**TASK 1**
In the pkis2 notebook description, which directory are the output files written to?

**DOCUMENT EXCERPT**
>> start
# Ligand-based experiments to predict binding affinities in pkis2

This notebook featurizes the pkis2 dataset with `MorganFingerprintFeaturizer` and provides in-disk `npz` files for each kinase and measurement type.

Output files are written to `_output/`, as in:

* `_output/PKIS2__YES__PercentageDisplacementMeasurement.npz`
* `_output/PKIS2__YSK1__PercentageDisplacementMeasurement.npz`
* `_output/PKIS2__YSK4__PercentageDisplacementMeasurement.npz`
* `_output/PKIS2__ZAK__PercentageDisplacementMeasurement.npz`


Each `npz` will contain two `np.ndarray` objects: `X` (featurized systems) and `y` (associated measurements), plus the train/test/validation indices.
>> end
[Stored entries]
>> start
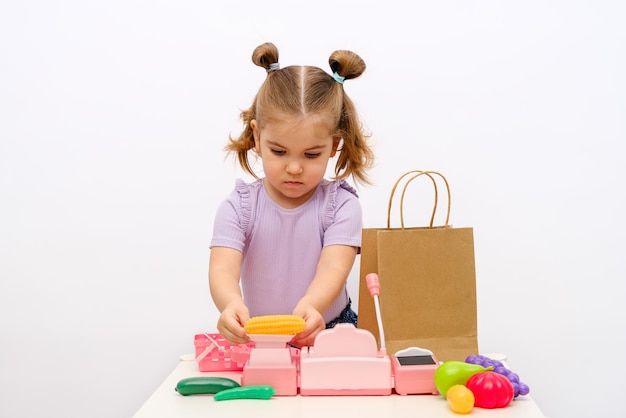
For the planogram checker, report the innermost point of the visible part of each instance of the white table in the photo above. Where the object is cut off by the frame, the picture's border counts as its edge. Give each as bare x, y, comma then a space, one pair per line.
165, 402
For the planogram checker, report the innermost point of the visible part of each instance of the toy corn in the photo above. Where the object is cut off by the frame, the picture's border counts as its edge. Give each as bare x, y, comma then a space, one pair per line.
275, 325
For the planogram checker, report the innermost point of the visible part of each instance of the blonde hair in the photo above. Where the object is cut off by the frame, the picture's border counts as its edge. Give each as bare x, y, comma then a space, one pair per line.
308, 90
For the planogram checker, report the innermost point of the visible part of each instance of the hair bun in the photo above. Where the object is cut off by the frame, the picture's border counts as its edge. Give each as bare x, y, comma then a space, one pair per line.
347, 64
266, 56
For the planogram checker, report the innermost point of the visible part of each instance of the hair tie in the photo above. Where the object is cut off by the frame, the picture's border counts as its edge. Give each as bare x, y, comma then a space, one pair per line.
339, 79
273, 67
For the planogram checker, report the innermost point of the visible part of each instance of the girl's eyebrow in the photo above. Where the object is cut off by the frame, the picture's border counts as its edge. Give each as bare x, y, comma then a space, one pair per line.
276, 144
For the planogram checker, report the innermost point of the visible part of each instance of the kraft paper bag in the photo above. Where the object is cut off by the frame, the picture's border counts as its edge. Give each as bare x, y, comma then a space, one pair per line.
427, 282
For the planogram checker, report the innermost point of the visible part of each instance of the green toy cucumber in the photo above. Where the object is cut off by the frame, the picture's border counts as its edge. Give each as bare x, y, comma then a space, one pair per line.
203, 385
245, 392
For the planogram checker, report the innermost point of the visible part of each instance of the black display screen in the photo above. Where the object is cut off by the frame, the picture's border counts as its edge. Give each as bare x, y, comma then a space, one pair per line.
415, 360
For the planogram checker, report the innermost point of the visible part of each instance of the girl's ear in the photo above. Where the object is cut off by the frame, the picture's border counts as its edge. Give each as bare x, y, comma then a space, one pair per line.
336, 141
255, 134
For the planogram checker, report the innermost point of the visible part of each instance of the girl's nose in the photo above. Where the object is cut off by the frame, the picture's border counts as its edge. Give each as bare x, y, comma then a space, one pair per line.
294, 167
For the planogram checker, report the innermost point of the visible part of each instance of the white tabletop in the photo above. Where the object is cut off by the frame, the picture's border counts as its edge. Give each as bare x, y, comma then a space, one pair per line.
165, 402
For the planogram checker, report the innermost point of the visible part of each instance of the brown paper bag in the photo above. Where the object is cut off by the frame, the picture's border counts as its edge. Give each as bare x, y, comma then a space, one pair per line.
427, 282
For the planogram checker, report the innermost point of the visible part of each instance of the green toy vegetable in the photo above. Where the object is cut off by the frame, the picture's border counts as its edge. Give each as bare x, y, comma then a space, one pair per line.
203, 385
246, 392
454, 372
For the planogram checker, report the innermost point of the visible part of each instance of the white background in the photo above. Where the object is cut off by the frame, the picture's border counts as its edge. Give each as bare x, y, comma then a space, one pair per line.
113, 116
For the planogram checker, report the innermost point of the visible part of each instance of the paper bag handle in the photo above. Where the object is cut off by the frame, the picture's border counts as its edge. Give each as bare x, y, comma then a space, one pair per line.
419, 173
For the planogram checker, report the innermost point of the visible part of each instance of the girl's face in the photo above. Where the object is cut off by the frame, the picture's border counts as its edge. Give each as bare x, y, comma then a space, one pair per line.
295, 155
>> end
**TASK 2**
Render everything in the stored entries from the line containing "the girl's face" down to the last line of the listing as a numbered list, leaving out blank lines.

**EXERCISE RESPONSE 1**
`_output/`

**EXERCISE RESPONSE 2**
1. For the planogram checker, report the innermost point of the visible part of each instance of the girl's face in the photo above. Where the object is cut off by the frame, the picture's border counts as its edge. Give each as bare x, y, comma then a space, one pair per line.
2. 295, 155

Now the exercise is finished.